━━━ Extract ━━━

# If you could live wherever you wanted...



## Dewgong (Feb 21, 2009)

I would live in Seattle with Vee. :3

How about you?


----------



## Retsu (Feb 21, 2009)

A loftcube in the heart of Berlin.


----------



## Dewgong (Feb 21, 2009)

Woah

Loftcubes are coool <3


----------



## Zuu (Feb 21, 2009)

Uh...

You know, that's a good question.

Maybe some village outside of London or something! or somewhere in Norway.


----------



## Lost Guitar (Feb 21, 2009)

Italy. I'd love it there.


----------



## Dannichu (Feb 21, 2009)

I don't want to live in just one place; I want to live all over the world during my lifetime. I guess a the moment I'd like to live in New Zealand (somewhere around Rotarua probably), and I definitely want to live in Canada and Australia at some point. 
The fact I can't speak any non-English language remotely well might make living in some places hard (especially if I'm working), but I'd also love to spend lots of time in France, Iceland, China and Luxembourg.


----------



## Storm Earth and Fire (Feb 21, 2009)

Well I'd live in Texas, except that I already live here.

Other places to live would be France, Spain, Singapore, Sweden, Greece, South Korea, Japan, or Taiwan.


----------



## Vespiform (Feb 21, 2009)

Easter Island. Nah, somewhere except here, Japan?


----------



## Minish (Feb 21, 2009)

In a tiny village way off in the country somewhere. :D

And I'd raise ten children and herd goats~


----------



## Felidire (Feb 21, 2009)

Canada or Sweden.. I don't actually feel like I truly belong anywhere... I'd like to live somewhere with lots of trees and mountains, nature is awesomeness.

━━━ Data excerpts ━━━

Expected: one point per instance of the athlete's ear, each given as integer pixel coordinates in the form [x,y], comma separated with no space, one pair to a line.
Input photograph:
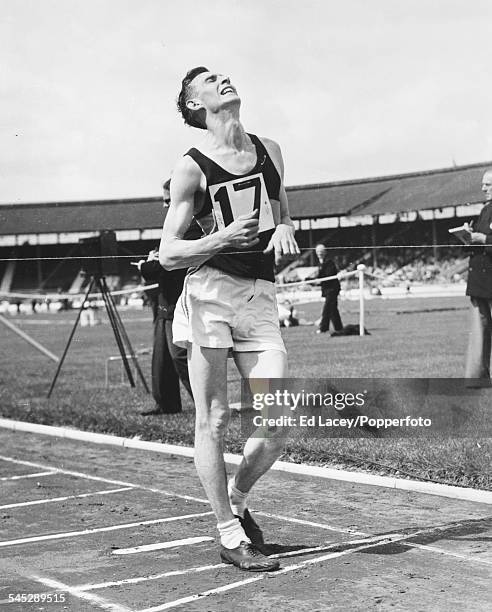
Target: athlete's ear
[194,104]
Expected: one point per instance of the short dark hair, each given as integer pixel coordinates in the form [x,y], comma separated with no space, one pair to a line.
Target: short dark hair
[190,117]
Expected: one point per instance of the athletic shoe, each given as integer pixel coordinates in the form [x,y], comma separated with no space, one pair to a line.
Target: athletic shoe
[247,557]
[252,530]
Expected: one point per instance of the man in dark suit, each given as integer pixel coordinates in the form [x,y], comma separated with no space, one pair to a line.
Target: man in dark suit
[329,290]
[169,362]
[479,288]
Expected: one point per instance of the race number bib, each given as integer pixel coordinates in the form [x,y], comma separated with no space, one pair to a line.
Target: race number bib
[240,197]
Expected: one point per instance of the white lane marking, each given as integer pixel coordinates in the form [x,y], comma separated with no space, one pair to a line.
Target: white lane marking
[73,534]
[388,539]
[434,549]
[95,600]
[442,551]
[107,480]
[190,570]
[204,501]
[161,545]
[4,478]
[234,585]
[50,500]
[328,547]
[311,523]
[205,568]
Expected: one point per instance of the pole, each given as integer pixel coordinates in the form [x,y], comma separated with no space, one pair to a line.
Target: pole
[28,338]
[361,268]
[124,335]
[53,383]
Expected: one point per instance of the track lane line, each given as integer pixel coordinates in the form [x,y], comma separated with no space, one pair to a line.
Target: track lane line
[201,500]
[21,476]
[95,600]
[383,541]
[107,480]
[161,545]
[73,534]
[50,500]
[138,579]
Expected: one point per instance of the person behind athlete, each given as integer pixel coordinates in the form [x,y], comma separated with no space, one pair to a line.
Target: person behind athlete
[232,185]
[479,289]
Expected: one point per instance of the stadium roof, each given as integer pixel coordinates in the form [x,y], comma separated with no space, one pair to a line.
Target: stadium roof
[432,189]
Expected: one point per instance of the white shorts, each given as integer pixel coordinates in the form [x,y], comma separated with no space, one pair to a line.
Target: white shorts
[219,310]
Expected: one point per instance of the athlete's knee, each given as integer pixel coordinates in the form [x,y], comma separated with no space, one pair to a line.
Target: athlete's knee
[214,421]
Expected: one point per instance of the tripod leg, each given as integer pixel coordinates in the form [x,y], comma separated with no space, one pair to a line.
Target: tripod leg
[126,338]
[103,288]
[91,285]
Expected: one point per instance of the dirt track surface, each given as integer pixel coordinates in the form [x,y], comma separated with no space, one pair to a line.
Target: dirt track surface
[378,549]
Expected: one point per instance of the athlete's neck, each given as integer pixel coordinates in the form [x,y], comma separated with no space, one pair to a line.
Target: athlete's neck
[225,132]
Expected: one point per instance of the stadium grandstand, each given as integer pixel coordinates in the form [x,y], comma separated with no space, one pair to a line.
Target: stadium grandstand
[362,220]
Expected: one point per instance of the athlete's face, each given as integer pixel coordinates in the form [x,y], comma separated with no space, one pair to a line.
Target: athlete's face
[213,91]
[487,185]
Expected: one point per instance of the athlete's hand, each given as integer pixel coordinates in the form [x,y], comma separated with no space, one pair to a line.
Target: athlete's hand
[283,242]
[477,238]
[243,232]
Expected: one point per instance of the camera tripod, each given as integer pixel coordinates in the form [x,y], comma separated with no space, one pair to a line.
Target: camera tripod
[98,282]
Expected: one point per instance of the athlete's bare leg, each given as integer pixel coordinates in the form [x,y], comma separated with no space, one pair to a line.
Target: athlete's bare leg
[208,378]
[260,453]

━━━

• Task objective:
Answer these questions from the thread, one per line:
1. What kind of home in Berlin does Retsu name?
2. Which state does Storm Earth and Fire already live in?
3. What animals would Minish herd?
The material is unrelated to the thread.

• Exercise output:
1. A loftcube in the heart of Berlin.
2. Texas.
3. Goats.